## WHAT TO DO
Render every line of the listing below as a JSON list of strings, one string per line, omitting blank lines.

◆ ◆ ◆ ◆

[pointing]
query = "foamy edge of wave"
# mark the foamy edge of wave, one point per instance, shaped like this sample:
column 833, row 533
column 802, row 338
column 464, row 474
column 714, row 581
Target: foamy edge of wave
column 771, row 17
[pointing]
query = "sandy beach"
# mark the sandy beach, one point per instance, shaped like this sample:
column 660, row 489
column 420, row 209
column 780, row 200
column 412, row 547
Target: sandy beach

◆ ◆ ◆ ◆

## RESULT OF THE TASK
[
  "[pointing]",
  "query = \"foamy edge of wave\"",
  "# mark the foamy edge of wave, one point per instance, shaped like this sample:",
  "column 833, row 533",
  "column 802, row 338",
  "column 464, row 474",
  "column 714, row 581",
  "Target: foamy edge of wave",
  "column 771, row 17",
  "[pointing]",
  "query = \"sandy beach\"",
  "# mark the sandy beach, one point per instance, shaped like this sample:",
  "column 660, row 489",
  "column 420, row 209",
  "column 780, row 200",
  "column 412, row 547",
  "Target: sandy beach"
]